[Items met coördinaatannotaties]
============================================================

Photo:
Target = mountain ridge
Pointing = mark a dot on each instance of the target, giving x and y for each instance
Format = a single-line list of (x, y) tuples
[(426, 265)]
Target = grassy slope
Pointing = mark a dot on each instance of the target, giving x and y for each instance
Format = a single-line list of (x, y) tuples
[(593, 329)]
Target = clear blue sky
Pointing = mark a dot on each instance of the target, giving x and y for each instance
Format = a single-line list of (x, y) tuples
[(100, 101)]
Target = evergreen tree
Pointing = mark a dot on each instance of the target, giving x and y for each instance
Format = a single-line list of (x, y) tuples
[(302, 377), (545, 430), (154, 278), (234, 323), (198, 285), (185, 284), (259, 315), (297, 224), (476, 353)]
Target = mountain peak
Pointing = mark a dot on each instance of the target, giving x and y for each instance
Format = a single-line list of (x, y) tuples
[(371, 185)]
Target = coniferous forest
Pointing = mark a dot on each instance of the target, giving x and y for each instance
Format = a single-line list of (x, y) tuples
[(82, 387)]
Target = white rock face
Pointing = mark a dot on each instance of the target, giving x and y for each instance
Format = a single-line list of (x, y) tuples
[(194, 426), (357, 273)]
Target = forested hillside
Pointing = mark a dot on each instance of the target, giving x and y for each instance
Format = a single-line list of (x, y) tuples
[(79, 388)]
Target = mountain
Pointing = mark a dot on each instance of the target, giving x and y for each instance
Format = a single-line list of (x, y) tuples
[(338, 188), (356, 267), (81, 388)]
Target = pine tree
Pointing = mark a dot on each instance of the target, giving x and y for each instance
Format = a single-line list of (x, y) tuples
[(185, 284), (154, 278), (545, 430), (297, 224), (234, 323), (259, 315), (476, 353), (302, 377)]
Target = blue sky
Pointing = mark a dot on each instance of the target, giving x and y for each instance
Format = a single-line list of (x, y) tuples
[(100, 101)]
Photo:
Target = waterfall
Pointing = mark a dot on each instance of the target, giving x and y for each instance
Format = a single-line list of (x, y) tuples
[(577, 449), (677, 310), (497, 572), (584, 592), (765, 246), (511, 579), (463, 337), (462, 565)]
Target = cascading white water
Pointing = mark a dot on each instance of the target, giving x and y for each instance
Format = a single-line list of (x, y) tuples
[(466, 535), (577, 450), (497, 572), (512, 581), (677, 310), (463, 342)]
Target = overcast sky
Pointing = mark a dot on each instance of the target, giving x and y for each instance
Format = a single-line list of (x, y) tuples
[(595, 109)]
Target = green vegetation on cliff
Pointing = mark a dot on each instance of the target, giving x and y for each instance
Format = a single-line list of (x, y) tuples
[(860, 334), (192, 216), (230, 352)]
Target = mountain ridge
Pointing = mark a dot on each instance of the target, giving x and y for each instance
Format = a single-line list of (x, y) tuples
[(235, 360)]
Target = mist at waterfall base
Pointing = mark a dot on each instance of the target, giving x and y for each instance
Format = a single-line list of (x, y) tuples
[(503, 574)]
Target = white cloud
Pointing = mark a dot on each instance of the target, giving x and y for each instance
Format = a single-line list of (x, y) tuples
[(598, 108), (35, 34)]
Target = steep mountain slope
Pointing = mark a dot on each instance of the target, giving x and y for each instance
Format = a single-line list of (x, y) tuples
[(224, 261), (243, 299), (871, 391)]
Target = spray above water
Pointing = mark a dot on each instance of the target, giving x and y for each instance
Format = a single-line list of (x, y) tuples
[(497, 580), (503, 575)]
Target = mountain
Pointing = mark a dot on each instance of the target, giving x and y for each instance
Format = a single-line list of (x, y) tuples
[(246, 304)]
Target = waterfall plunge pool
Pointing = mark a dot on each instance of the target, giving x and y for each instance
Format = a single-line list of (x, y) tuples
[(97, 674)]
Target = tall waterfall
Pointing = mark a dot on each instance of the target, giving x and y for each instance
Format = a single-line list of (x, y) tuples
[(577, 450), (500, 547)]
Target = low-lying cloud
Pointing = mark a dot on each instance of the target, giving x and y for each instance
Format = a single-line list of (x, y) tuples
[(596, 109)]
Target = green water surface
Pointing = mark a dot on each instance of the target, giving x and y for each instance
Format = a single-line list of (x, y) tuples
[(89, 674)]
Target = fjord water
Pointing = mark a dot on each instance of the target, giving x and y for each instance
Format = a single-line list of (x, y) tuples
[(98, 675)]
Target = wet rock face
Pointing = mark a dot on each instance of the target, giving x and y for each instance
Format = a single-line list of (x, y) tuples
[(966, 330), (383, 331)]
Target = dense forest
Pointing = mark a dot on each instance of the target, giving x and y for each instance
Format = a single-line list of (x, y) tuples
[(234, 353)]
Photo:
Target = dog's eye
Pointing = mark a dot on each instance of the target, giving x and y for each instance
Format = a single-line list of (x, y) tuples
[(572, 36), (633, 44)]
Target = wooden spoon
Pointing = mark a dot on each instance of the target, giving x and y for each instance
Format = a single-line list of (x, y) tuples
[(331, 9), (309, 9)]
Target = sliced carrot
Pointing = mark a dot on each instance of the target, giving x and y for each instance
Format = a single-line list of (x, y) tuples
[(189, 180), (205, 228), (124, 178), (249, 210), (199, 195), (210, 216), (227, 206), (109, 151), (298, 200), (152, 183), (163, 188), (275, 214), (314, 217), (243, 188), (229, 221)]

============================================================

AANWIJZINGEN BIJ OEFENING » Kun je alle regels vanaf de regel met "Target = blue sky" tot en met de regel met "[(503, 574)]" volledig opnieuw weergeven en daarbij de coördinaten in de antwoorden herschalen? Vermenigvuldig elke coördinaat met 1,7 en rond af op hele getallen, waarbij een half naar boven wordt afgerond. Laat de rest van de tekst ongewijzigd.

OPLOSSING HIERONDER »
Target = blue sky
Pointing = mark a dot on each instance of the target, giving x and y for each instance
Format = a single-line list of (x, y) tuples
[(170, 172)]
Photo:
Target = waterfall
Pointing = mark a dot on each instance of the target, giving x and y for each instance
Format = a single-line list of (x, y) tuples
[(981, 763), (1151, 527), (845, 972), (993, 1006), (1301, 418), (869, 984), (787, 573), (785, 961)]
Target = cascading white water
Pointing = mark a dot on each instance of the target, giving x and y for each instance
Format = a single-line list of (x, y) tuples
[(792, 910), (981, 765), (845, 972), (870, 988), (1151, 527), (787, 581)]
Target = overcast sky
Pointing = mark a dot on each instance of the target, giving x and y for each instance
Format = a single-line list of (x, y) tuples
[(1012, 185)]
Target = green vegetation on cliff
Pointing = mark a dot on each instance of the target, giving x and y for each instance
Format = a single-line list of (x, y) tuples
[(1462, 568), (326, 367), (391, 598)]
Target = mountain ridge
Pointing = mark a dot on each instance of the target, giving x and y for each instance
Format = a single-line list of (x, y) tuples
[(400, 612)]
Target = mist at waterfall base
Pointing = mark a dot on each instance of the target, giving x and y for each instance
Format = a single-line list of (x, y) tuples
[(855, 976)]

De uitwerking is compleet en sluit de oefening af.